■ Exercise details: Would you transcribe the line that holds "Where can you spot the green tiled" and all the lines below it, through the final one, exactly and with nothing else?

■ ■ ■ ■ ■ ■ ■

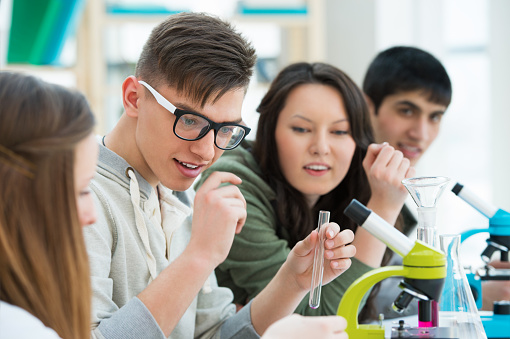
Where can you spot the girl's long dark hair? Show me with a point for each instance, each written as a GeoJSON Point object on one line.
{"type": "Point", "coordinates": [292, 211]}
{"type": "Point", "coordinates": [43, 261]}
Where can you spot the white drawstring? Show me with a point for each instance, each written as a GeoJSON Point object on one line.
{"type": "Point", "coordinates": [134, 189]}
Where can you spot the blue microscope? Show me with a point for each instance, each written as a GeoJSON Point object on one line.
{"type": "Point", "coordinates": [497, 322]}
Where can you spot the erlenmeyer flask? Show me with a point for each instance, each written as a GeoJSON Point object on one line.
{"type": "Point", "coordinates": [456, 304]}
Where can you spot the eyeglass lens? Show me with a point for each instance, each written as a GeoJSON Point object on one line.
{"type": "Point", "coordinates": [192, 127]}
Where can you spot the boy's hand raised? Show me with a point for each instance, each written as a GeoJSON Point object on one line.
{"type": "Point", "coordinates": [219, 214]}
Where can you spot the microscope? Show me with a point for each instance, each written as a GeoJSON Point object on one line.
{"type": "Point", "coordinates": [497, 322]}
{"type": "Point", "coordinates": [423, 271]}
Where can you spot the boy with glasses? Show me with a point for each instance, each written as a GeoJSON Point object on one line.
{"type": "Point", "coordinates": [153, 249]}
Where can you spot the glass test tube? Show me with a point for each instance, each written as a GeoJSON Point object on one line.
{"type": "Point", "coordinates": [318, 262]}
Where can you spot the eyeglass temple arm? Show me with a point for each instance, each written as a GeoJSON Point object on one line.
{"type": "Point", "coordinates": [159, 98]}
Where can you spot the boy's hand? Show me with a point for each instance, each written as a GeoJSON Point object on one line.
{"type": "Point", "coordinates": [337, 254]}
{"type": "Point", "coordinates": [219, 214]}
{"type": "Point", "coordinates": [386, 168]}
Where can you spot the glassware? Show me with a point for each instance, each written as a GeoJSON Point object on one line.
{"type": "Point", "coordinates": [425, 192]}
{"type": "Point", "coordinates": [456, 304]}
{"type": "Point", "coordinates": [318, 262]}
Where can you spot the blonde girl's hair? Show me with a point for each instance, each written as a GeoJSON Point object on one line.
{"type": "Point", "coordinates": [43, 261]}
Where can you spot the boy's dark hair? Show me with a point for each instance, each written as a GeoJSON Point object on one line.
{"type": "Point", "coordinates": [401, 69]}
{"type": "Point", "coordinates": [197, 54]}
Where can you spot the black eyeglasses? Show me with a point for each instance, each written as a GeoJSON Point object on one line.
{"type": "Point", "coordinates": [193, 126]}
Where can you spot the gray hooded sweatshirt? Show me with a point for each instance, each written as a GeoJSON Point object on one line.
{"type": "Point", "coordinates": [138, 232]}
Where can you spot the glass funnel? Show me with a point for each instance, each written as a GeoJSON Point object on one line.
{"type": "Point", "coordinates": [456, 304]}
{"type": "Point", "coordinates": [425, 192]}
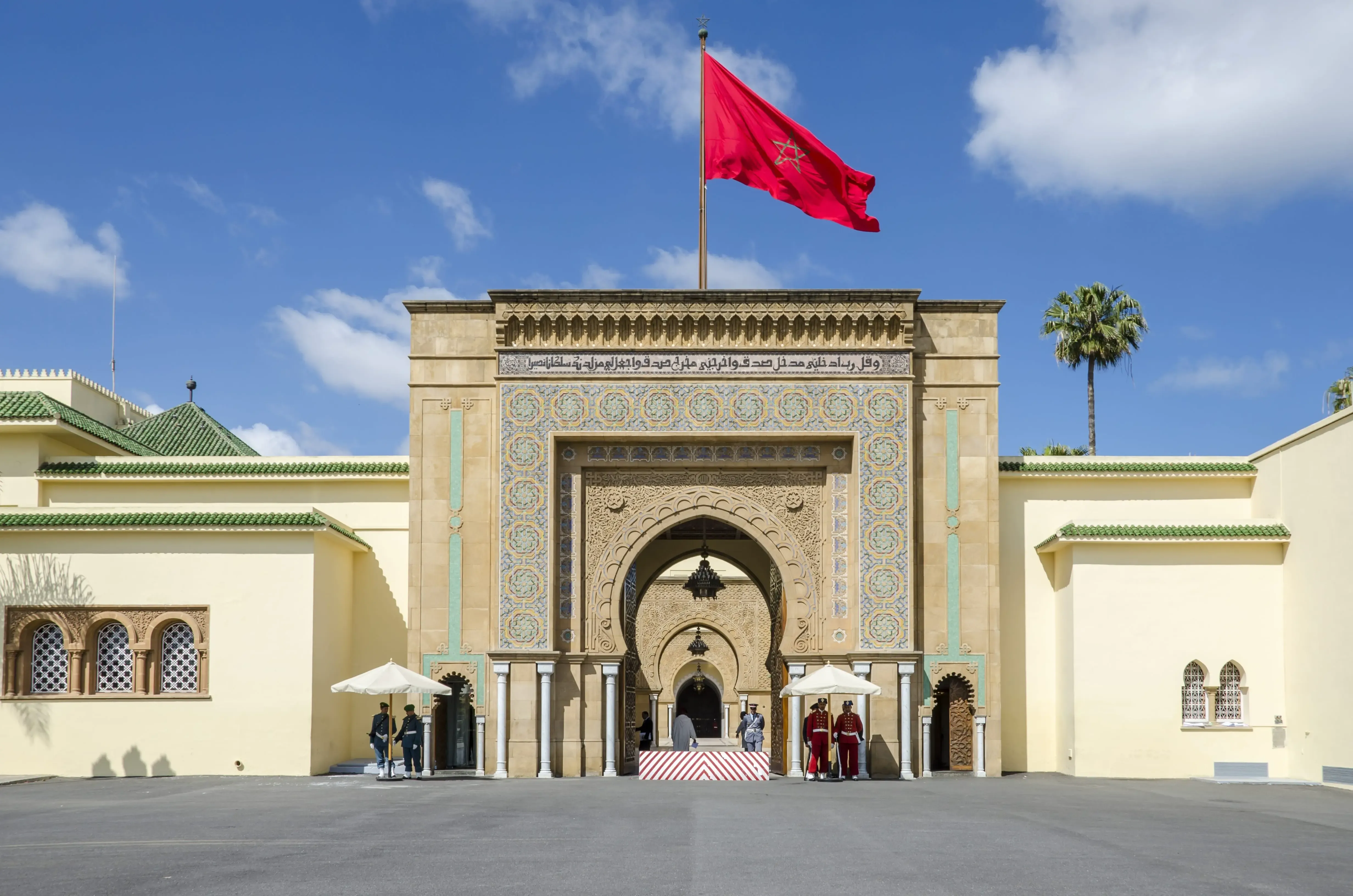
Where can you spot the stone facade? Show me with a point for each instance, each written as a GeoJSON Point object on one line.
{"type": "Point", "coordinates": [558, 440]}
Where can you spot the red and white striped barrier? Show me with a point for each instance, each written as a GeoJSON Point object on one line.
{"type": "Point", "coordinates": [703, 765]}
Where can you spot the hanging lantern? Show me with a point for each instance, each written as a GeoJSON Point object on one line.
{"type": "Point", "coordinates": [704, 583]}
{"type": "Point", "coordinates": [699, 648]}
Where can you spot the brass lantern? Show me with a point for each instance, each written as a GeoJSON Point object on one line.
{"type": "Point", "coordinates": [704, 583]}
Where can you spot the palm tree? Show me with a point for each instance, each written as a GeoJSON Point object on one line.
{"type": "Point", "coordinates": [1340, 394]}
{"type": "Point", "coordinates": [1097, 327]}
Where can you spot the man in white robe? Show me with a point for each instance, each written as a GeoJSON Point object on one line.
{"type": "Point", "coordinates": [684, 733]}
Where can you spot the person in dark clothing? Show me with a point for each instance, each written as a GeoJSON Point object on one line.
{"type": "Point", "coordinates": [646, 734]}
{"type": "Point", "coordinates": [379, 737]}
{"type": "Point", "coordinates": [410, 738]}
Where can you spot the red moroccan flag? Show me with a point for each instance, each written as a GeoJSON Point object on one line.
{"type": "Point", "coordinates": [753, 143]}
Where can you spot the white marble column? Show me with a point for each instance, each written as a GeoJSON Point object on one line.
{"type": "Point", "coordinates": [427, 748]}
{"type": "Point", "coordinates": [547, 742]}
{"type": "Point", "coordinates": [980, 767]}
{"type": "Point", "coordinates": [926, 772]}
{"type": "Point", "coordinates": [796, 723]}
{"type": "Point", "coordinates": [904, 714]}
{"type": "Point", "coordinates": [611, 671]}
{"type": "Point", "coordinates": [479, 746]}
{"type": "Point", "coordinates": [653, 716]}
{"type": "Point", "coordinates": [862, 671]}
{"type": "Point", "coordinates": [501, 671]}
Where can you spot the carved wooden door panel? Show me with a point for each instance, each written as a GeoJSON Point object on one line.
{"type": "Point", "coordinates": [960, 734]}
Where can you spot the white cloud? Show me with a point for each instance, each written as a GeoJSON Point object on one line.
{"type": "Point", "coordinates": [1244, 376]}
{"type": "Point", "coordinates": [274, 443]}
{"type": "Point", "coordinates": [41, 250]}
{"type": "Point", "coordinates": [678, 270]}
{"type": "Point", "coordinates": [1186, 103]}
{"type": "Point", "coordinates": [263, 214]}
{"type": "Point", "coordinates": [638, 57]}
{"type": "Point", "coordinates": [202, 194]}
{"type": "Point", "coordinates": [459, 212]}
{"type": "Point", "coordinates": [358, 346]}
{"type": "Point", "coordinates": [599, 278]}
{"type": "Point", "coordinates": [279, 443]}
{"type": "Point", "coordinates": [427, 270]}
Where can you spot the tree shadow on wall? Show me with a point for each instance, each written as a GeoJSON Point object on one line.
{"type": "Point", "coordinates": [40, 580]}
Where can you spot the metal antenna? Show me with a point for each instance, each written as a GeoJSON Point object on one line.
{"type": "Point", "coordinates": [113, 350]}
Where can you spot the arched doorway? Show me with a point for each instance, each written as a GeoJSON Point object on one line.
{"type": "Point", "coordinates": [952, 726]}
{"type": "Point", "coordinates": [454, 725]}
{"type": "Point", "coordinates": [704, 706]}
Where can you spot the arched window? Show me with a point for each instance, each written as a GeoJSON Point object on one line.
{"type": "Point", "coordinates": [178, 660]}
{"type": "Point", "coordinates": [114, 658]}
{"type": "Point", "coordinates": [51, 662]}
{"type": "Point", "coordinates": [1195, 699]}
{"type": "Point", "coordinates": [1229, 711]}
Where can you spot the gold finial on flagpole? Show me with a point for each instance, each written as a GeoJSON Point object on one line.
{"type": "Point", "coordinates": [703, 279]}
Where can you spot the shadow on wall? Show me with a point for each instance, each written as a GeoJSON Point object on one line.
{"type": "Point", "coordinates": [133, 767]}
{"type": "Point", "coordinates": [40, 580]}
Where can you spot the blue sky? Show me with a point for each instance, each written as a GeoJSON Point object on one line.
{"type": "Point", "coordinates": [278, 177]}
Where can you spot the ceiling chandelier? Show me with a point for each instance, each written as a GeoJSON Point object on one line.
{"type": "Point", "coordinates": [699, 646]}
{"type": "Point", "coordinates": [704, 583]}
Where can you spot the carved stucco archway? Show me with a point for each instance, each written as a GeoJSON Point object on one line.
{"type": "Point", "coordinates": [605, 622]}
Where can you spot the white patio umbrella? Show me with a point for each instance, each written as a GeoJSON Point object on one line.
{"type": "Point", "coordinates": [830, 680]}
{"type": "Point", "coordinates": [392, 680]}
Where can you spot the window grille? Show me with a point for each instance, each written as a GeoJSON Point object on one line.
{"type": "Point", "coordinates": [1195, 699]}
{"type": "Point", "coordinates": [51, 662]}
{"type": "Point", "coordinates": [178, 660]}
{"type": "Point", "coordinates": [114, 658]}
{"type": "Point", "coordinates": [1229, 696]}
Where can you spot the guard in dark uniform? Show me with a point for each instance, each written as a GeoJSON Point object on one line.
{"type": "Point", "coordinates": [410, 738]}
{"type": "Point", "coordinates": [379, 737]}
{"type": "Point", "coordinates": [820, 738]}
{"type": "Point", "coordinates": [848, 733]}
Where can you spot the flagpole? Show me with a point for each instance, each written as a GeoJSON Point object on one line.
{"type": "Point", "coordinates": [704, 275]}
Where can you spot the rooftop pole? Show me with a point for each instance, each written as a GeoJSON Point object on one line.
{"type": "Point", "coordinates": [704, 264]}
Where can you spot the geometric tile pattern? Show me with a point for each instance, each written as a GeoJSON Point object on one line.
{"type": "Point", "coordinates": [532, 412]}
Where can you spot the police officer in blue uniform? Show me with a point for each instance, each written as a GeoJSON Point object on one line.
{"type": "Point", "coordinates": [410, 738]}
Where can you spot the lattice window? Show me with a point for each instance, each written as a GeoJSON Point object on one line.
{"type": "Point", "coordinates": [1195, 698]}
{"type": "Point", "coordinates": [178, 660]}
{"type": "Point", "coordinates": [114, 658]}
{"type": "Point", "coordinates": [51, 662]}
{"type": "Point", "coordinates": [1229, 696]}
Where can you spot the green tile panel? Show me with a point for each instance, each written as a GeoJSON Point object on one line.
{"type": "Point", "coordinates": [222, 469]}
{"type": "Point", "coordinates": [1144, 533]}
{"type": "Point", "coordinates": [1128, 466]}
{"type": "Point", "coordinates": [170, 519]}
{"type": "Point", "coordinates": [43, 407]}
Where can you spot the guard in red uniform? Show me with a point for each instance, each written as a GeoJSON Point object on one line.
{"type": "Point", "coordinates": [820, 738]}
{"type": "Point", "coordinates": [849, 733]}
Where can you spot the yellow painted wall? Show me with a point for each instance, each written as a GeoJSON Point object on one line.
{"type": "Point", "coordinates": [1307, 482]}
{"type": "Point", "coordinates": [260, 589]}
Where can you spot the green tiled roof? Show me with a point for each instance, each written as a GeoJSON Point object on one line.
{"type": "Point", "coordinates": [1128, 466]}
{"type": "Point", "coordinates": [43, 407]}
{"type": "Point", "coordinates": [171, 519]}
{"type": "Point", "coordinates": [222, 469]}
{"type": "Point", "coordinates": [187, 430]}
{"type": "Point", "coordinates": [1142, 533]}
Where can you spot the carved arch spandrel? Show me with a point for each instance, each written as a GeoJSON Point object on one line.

■ ■ ■ ■ ■ ■ ■

■ Solution for this exercise:
Where can you spot the green tiled roof? Show me with a point for each instance, each written as a GeoJSON Point object on one line.
{"type": "Point", "coordinates": [1128, 466]}
{"type": "Point", "coordinates": [43, 407]}
{"type": "Point", "coordinates": [171, 519]}
{"type": "Point", "coordinates": [222, 469]}
{"type": "Point", "coordinates": [187, 430]}
{"type": "Point", "coordinates": [1142, 533]}
Where can you spot the carved arch spandrel? Show me with a point for each instance, each written as a GeoJSON Point object on one line.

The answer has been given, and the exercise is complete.